Work instructions:
Swap "box" for "outline" everywhere it appears in the records below, and leave every other part of the lines unchanged.
------------------------------------------------------------
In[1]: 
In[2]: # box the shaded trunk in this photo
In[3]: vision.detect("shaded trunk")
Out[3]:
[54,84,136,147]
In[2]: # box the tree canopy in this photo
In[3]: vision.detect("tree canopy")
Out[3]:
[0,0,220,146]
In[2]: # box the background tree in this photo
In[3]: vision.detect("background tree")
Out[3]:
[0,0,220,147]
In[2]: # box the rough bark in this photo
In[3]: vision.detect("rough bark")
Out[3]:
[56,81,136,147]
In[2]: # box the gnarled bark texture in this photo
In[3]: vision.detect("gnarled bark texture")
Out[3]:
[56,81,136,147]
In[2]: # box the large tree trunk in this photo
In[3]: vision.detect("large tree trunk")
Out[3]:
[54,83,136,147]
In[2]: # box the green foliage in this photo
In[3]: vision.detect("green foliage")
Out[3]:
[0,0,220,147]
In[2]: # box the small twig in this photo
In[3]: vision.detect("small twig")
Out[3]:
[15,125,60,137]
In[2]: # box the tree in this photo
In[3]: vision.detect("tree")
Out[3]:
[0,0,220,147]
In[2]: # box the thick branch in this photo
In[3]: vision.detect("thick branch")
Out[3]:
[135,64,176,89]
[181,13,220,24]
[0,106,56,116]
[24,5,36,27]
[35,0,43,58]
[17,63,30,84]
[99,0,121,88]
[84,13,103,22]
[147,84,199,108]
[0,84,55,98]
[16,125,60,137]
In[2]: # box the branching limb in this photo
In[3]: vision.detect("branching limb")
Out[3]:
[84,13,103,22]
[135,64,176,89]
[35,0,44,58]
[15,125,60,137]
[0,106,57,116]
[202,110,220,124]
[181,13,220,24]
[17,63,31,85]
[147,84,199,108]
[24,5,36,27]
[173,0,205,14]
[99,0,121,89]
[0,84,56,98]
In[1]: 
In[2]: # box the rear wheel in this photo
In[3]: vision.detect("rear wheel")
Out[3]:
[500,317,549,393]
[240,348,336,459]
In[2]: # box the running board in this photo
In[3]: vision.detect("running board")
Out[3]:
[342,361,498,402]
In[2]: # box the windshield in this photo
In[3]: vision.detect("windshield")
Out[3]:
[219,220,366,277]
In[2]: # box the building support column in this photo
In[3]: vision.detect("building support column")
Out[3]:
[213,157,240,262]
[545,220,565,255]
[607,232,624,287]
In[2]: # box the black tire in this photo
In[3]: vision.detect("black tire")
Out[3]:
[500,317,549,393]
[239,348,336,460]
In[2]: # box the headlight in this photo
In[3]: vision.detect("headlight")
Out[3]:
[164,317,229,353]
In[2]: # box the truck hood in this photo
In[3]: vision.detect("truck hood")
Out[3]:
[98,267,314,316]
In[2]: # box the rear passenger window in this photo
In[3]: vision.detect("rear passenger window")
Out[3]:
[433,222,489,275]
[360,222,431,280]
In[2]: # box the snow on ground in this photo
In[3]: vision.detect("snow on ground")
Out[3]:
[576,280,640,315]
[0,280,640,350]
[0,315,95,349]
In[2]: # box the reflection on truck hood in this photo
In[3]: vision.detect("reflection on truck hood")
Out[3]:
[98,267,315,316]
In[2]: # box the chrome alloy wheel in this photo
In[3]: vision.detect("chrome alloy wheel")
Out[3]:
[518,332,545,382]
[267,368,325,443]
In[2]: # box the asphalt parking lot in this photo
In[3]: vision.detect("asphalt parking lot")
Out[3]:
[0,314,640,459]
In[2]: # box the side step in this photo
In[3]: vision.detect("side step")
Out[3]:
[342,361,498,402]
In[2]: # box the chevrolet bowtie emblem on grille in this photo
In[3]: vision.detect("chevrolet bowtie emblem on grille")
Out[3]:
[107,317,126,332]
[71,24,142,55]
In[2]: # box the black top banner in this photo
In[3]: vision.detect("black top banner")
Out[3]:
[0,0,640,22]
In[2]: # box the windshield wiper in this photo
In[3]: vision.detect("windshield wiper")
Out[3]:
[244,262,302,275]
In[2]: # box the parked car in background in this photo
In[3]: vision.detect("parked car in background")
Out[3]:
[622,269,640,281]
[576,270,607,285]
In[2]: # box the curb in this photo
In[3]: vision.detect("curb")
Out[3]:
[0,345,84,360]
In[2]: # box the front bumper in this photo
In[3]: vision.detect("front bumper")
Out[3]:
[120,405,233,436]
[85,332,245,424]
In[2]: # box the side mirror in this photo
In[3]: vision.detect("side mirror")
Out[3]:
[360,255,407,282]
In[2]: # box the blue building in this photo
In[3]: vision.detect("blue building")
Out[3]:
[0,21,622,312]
------------------------------------------------------------
Result for this exercise:
In[1]: 
In[2]: # outline the shaded trunk in this photo
In[3]: vision.detect("shaded trunk")
Out[3]:
[54,84,136,147]
In[2]: # outline the tree canopy in this photo
In[3]: vision.detect("tree canopy")
Out[3]:
[0,0,220,146]
In[2]: # outline the background tree in this photo
In[3]: vision.detect("background tree")
Out[3]:
[0,0,220,147]
In[2]: # outline the rough bark in this photo
In[3]: vision.detect("rough bark")
Out[3]:
[56,81,136,147]
In[2]: # outline the gnarled bark texture in this photo
In[3]: vision.detect("gnarled bark texture")
Out[3]:
[56,81,136,147]
In[2]: # outline the large tree trunk in this photo
In[3]: vision.detect("large tree trunk")
Out[3]:
[54,83,136,147]
In[2]: # outline the green foliage in this photo
In[3]: vision.detect("green foliage")
Out[3]:
[0,0,220,147]
In[2]: # outline the small twig in this photo
In[3]: vision.detect("small twig")
Out[3]:
[15,125,60,137]
In[2]: # outline the tree in this photo
In[3]: vision.detect("tree")
Out[3]:
[0,0,220,147]
In[2]: # outline the thick branch in this photo
In[3]: vision.detect("thick branch")
Out[3]:
[135,64,176,89]
[181,13,220,24]
[0,106,56,116]
[24,5,36,27]
[35,0,43,58]
[17,63,30,84]
[99,0,121,88]
[84,13,103,22]
[147,84,199,108]
[0,84,55,98]
[16,125,60,137]
In[2]: # outline the branching limb in this photo
In[3]: vision.detect("branching limb")
Out[3]:
[84,13,103,22]
[135,64,176,89]
[35,0,44,58]
[15,125,60,137]
[0,106,57,116]
[202,110,220,124]
[181,13,220,24]
[17,63,31,85]
[147,84,199,108]
[24,5,36,27]
[173,0,205,14]
[99,0,121,89]
[0,84,56,98]
In[1]: 
In[2]: # outline the rear wheel in this photo
In[3]: vision.detect("rear wheel")
Out[3]:
[500,317,549,393]
[240,348,336,459]
In[2]: # outline the running board in this photo
In[3]: vision.detect("running board")
Out[3]:
[342,361,498,402]
In[2]: # outline the windshield in this photo
In[3]: vision.detect("windshield")
Out[3]:
[219,220,366,277]
In[2]: # outline the building support column in this photo
In[3]: vision.detect("building support column")
Out[3]:
[213,157,240,262]
[545,220,565,255]
[607,232,624,287]
In[2]: # outline the black tire in this photo
In[3]: vision.detect("black tire")
Out[3]:
[500,317,549,393]
[239,348,336,460]
In[2]: # outline the headlight in this photo
In[3]: vision.detect("headlight")
Out[3]:
[164,317,229,353]
In[2]: # outline the truck hood in this photo
In[3]: vision.detect("truck hood")
Out[3]:
[98,267,314,316]
In[2]: # outline the rear passenger window in this photo
In[3]: vision.detect("rear passenger window")
Out[3]:
[433,222,489,275]
[360,222,431,280]
In[2]: # outline the snow on ground in this photo
In[3]: vision.detect("snow on ground")
Out[3]:
[576,280,640,315]
[0,280,640,350]
[0,315,95,349]
In[2]: # outline the reflection on truck hood in this photo
In[3]: vision.detect("reflection on truck hood")
Out[3]:
[98,267,315,316]
In[2]: # outline the chrome alloy wheel in this photo
In[3]: vision.detect("chrome alloy wheel")
Out[3]:
[518,332,545,382]
[267,368,325,443]
In[2]: # outline the asphalt parking lot in this photo
In[3]: vision.detect("asphalt parking lot")
Out[3]:
[0,314,640,459]
In[2]: # outline the side step in this photo
In[3]: vision.detect("side step")
Out[3]:
[342,361,498,402]
In[2]: # outline the chevrolet bowtie emblem on grille in this photo
In[3]: vision.detect("chevrolet bowtie emblem on grille")
Out[3]:
[107,317,126,332]
[71,24,142,55]
In[2]: # outline the black top banner in this photo
In[3]: vision.detect("black top banner")
Out[3]:
[0,0,640,22]
In[2]: # outline the windshield wiper in this photo
In[3]: vision.detect("windshield wiper")
Out[3]:
[244,262,302,275]
In[2]: # outline the parked car in background in this photo
In[3]: vision.detect("parked car in background")
Out[3]:
[622,269,640,281]
[576,270,607,285]
In[2]: # outline the curb in this photo
In[3]: vision.detect("curb")
Out[3]:
[0,345,84,360]
In[2]: # outline the front bumper in this photo
In[3]: vision.detect("front bumper")
Out[3]:
[120,405,233,436]
[85,332,245,424]
In[2]: # outline the side mirror in this photo
In[3]: vision.detect("side mirror")
Out[3]:
[360,255,407,282]
In[2]: # outline the blue building in this photo
In[3]: vision.detect("blue building")
Out[3]:
[0,21,622,312]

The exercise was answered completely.